==== TEXT PASSAGE ====

- Conference: Big Ten Conference
- Record: 7–1 (5–1 Big Ten)
- Head coach: Francis Schmidt (1st season);
- Home stadium: Ohio Stadium

= 1934 Ohio State Buckeyes football team =

American college football season

The 1934 Ohio State Buckeyes football team' was an American football team that represented Ohio State University as a member of the Big Ten Conference during the 1934 college football season. In their first year under head coach Francis Schmidt, the team compiled a 7–1 record.

Conference rival Chicago returned to Ohio State's schedule for the first time since 1927.

==== DATASET EXCERPTS ====

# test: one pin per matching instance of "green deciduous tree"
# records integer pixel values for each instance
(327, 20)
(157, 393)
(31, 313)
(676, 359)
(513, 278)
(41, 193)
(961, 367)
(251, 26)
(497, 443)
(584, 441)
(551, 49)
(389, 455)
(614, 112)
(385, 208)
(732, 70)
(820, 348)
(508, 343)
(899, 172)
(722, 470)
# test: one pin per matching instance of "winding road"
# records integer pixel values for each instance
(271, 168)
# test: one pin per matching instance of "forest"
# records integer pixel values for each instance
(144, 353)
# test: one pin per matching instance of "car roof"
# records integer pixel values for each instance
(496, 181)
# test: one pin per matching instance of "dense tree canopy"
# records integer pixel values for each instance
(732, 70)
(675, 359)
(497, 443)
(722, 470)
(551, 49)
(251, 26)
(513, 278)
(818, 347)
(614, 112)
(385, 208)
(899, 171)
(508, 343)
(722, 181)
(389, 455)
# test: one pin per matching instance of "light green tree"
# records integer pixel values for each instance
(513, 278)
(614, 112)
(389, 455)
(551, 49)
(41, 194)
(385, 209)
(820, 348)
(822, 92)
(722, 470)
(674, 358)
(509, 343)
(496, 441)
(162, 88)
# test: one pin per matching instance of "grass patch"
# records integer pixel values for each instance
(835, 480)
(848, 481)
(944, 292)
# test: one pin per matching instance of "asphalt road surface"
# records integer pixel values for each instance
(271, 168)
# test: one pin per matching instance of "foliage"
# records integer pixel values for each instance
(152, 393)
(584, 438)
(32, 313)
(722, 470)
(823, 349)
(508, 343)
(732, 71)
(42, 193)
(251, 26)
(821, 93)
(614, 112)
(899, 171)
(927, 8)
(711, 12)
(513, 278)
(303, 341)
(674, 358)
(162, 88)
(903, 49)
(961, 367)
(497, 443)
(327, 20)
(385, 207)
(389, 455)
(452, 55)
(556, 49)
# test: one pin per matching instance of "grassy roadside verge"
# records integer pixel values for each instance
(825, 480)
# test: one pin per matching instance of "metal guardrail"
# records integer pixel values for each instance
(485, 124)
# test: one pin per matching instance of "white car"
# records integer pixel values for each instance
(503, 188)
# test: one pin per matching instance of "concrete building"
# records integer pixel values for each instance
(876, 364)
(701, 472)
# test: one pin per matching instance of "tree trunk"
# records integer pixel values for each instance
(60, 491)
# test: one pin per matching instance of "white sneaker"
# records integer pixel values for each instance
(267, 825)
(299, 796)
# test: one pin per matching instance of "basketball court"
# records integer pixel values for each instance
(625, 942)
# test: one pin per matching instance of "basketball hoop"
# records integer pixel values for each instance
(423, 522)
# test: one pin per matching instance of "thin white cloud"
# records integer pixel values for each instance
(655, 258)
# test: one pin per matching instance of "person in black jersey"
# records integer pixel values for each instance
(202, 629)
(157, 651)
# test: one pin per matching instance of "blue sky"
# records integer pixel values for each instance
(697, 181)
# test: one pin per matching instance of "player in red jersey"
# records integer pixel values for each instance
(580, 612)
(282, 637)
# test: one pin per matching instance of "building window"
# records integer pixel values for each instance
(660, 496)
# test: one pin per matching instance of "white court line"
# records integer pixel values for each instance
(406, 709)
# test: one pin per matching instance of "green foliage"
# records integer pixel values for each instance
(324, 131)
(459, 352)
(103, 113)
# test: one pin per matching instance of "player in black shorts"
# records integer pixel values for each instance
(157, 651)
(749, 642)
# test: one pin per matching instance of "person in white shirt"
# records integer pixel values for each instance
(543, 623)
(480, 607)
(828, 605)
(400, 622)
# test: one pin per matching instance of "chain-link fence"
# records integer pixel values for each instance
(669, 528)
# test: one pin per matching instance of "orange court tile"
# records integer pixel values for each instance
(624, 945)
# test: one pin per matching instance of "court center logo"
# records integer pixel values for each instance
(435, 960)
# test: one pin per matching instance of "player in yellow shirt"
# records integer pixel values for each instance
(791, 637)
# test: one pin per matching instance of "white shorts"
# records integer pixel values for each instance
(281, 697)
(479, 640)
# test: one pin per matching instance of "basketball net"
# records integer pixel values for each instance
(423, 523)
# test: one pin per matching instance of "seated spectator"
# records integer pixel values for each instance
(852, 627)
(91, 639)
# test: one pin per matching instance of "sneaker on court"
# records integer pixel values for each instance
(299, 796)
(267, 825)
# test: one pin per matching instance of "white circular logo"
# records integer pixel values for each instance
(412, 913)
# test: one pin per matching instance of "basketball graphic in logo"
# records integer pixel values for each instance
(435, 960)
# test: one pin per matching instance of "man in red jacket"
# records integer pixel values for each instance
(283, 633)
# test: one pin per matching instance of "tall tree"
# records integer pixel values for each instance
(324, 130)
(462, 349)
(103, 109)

====

EXERCISE REQUIREMENTS:
**1)** In the 1934 Ohio State football text, why is Francis Schmidt's tenure marked "1st season"? Answer in one to three sentences.
**2)** Please pick out every line of the records that contains the string "building", treating uppercase and lowercase as different.
The 1934 Ohio State football text and the records are separate material.

FULL SOLUTIONS:
**1)** The text says 1934 was the team's first year under head coach Francis Schmidt, so that season was his first.

**2)**
# test: one pin per matching instance of "concrete building"
# test: one pin per matching instance of "building window"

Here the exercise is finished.